## Excerpt provided
- - - - - - -

You’d need a bolt-cutter to get into the Mayfair Club now, where once all you needed was an introduction from a regular. It was a carpet joint, the last classed-up poker room in a city that used to be lousy with them. I got my introduction from a guy named Scott, who played in the high-stakes games when he was running good and night-managed when he wasn’t. I knew him from a friend, but when we met late one night on a nondescript East Side corner, and walked into an even-less-descript high-rise, I half-expected Eliot Ness to come screaming out of the darkness to arrest me for intent. He didn’t, so we continued through the lobby, down the stairs and past two security doors.
The place made sense to me the moment I walked in, like St. Patrick’s might to a different sort of man. Behind the desk was a girl who looked just like you’d hope she would, counting out green, red and black poker chips. She asked me what level I was playing, and before I finished answering she had the right amount broken down, stacked up and slid across the desk for me to take to my table of choice.

- - - - - - -

## The tasks
1) Echo the Mayfair Club passage word for word, everything from "The place made" down to "table of choice.".
2) In the Mayfair Club passage, what colors of poker chips was the girl behind the desk counting out?
The records are separate from the Mayfair Club passage.

Records of pointing at objects in photos
- - - - - - -

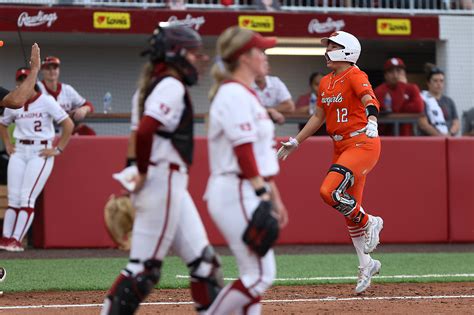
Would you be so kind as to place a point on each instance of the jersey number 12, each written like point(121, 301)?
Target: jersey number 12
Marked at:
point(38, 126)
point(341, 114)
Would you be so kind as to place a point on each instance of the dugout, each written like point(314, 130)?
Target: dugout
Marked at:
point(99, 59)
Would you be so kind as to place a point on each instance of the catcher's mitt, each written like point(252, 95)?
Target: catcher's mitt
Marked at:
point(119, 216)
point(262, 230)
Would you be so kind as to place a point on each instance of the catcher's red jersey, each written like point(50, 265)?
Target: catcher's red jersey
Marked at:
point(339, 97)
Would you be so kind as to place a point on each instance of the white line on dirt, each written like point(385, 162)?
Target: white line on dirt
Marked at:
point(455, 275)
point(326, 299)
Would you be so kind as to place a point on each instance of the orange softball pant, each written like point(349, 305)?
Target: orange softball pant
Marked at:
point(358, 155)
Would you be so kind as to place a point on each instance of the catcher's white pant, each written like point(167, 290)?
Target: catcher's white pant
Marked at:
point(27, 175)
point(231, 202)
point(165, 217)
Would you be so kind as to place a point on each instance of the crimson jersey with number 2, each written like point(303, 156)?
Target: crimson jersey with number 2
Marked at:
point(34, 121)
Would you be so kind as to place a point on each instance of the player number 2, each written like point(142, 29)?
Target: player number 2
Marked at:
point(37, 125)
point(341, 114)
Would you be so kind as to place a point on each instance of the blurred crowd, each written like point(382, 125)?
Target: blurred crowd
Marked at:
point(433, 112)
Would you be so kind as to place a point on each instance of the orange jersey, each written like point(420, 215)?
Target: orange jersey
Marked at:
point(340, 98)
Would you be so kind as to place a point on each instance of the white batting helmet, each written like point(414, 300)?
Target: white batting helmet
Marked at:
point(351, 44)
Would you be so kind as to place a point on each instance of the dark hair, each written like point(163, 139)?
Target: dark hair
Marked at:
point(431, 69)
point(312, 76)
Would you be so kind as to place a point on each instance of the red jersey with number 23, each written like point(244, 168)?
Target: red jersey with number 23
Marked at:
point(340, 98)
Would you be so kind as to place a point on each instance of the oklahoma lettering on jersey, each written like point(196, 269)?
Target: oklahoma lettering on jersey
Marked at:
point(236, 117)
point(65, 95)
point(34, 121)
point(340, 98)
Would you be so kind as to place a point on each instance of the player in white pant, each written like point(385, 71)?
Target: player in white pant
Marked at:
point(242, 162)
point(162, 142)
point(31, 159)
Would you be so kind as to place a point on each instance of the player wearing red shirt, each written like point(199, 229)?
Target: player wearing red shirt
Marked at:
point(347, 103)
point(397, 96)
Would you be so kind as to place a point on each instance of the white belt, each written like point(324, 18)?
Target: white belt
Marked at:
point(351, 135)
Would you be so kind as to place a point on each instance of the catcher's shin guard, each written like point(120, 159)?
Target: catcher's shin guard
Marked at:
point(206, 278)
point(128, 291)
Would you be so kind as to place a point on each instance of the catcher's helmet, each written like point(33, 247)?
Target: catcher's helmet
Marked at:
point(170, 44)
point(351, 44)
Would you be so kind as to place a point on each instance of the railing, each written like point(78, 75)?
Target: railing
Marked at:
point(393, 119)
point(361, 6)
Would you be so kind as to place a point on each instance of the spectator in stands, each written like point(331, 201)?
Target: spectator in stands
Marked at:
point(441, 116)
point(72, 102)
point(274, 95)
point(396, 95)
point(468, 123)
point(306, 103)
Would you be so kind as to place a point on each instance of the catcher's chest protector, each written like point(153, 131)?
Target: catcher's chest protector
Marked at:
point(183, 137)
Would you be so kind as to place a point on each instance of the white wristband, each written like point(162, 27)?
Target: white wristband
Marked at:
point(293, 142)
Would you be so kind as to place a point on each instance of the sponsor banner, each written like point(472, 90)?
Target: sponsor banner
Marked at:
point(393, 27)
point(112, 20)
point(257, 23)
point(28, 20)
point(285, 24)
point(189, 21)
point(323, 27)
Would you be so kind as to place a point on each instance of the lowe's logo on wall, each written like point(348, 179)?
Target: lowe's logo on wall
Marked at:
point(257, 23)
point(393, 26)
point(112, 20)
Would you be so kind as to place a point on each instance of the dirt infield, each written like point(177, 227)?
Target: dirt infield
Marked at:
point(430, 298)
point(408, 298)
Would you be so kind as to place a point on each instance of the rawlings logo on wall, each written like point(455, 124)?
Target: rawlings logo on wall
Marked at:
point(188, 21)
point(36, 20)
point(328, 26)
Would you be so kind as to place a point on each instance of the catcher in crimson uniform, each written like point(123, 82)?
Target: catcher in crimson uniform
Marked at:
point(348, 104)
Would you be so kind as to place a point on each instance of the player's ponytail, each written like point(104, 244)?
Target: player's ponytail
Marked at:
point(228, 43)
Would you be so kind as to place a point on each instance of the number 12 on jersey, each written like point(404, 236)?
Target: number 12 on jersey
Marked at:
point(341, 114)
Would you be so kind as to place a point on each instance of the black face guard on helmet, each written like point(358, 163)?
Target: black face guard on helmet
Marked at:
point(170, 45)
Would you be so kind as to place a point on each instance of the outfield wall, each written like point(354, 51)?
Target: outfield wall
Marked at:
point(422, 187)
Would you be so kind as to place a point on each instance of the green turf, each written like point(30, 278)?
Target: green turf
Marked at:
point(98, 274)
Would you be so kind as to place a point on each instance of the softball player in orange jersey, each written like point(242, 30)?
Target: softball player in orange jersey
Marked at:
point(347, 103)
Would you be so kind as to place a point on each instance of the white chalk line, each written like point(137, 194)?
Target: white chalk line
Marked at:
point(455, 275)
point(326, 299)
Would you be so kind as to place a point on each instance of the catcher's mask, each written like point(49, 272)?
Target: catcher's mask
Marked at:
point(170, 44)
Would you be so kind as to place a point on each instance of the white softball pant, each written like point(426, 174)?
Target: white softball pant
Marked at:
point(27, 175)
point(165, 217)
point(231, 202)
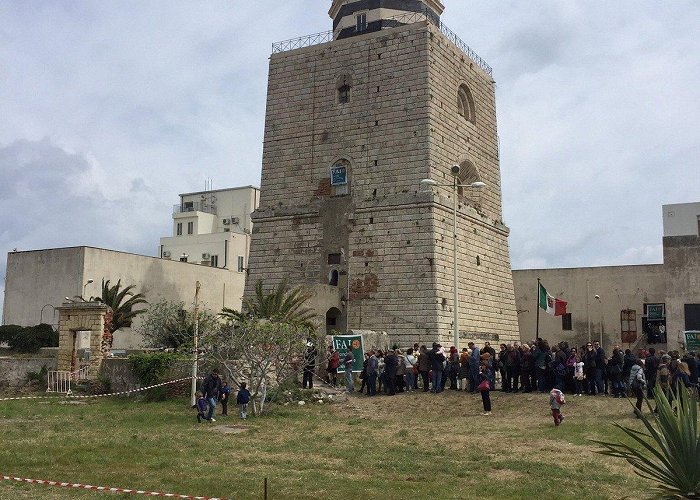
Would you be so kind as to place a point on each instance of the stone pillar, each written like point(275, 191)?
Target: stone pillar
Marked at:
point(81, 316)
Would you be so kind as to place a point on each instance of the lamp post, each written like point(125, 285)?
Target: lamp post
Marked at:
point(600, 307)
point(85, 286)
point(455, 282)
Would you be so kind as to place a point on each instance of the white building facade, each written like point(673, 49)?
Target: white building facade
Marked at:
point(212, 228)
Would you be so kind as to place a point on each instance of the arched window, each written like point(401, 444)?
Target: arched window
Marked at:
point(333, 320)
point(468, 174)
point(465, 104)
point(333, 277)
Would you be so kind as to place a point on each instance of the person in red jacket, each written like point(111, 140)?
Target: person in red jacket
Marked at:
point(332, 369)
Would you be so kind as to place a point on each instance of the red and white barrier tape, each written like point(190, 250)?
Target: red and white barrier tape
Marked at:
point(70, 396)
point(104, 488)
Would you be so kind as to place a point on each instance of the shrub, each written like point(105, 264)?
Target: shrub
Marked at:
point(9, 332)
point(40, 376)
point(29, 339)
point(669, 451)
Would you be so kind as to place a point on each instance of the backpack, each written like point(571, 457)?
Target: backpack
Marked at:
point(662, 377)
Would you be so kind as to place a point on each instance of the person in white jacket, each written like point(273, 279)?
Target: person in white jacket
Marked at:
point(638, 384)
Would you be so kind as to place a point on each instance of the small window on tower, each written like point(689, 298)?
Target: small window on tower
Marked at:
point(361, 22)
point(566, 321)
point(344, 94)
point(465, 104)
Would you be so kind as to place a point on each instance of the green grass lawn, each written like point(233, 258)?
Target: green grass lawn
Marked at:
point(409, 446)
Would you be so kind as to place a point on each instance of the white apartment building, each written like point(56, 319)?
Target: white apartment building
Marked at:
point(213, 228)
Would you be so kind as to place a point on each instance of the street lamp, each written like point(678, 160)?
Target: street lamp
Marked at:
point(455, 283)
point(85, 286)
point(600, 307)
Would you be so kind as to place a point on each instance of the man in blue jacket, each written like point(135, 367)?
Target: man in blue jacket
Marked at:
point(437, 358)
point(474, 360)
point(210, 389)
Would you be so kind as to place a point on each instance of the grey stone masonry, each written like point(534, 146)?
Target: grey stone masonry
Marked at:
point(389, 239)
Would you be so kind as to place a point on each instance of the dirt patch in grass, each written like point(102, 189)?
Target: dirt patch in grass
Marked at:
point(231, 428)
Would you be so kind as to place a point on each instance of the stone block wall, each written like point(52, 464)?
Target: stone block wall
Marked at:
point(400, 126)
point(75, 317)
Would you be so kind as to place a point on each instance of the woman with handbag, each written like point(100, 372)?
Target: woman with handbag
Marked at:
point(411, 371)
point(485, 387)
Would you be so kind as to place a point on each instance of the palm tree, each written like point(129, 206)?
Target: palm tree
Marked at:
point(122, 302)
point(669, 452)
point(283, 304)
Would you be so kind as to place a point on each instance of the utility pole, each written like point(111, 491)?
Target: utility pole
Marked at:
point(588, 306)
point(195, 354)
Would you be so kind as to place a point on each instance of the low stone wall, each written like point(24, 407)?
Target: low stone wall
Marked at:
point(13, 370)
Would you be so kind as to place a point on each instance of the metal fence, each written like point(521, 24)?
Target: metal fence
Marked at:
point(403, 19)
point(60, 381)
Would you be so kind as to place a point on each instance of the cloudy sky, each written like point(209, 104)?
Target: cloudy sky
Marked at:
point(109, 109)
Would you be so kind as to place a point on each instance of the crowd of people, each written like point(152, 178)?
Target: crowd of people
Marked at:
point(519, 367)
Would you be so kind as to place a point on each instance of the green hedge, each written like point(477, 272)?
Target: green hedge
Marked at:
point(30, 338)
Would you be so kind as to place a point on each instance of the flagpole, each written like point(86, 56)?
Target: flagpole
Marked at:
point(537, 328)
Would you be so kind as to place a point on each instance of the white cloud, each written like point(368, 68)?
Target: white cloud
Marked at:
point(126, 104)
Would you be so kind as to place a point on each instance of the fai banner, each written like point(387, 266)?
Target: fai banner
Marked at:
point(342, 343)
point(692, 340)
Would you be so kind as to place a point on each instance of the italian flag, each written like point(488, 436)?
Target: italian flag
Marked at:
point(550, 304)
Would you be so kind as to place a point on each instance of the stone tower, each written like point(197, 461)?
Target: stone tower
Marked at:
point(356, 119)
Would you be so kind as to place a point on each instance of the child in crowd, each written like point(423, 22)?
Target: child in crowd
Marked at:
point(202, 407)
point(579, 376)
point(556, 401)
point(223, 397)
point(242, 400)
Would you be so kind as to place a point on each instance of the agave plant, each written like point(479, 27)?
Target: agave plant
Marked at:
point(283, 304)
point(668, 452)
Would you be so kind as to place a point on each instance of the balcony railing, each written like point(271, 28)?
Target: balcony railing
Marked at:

- - - - - - -

## Task responses
1)
The place made sense to me the moment I walked in, like St. Patrick’s might to a different sort of man. Behind the desk was a girl who looked just like you’d hope she would, counting out green, red and black poker chips. She asked me what level I was playing, and before I finished answering she had the right amount broken down, stacked up and slid across the desk for me to take to my table of choice.

2) Green, red and black.